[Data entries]
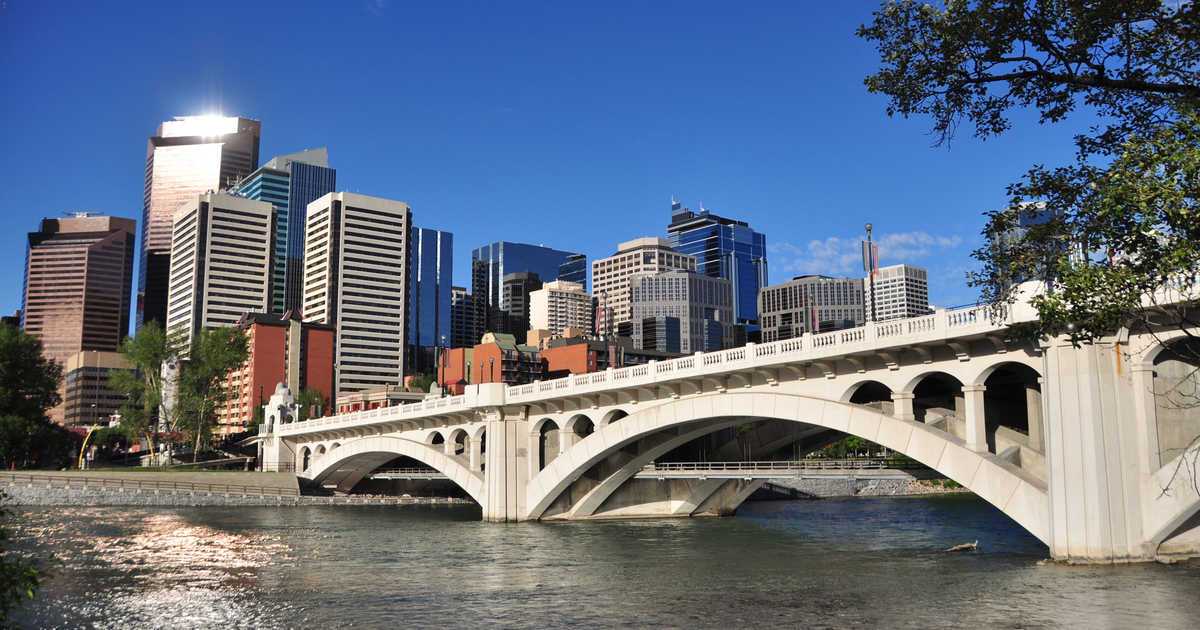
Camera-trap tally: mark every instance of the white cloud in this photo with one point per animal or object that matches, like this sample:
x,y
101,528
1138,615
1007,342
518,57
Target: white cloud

▶ _Written request_
Put the lines of every row above into a JSON list of strings, one string per line, skipping blank lines and leaving out the pictures.

▶ _Full solution_
[
  "Camera-trap tally: mark every instance of the white cloud in this photo with one point per animal or object that matches, like this sample:",
  "x,y",
  "101,528",
  "1138,615",
  "1007,342",
  "518,57",
  "Target: white cloud"
]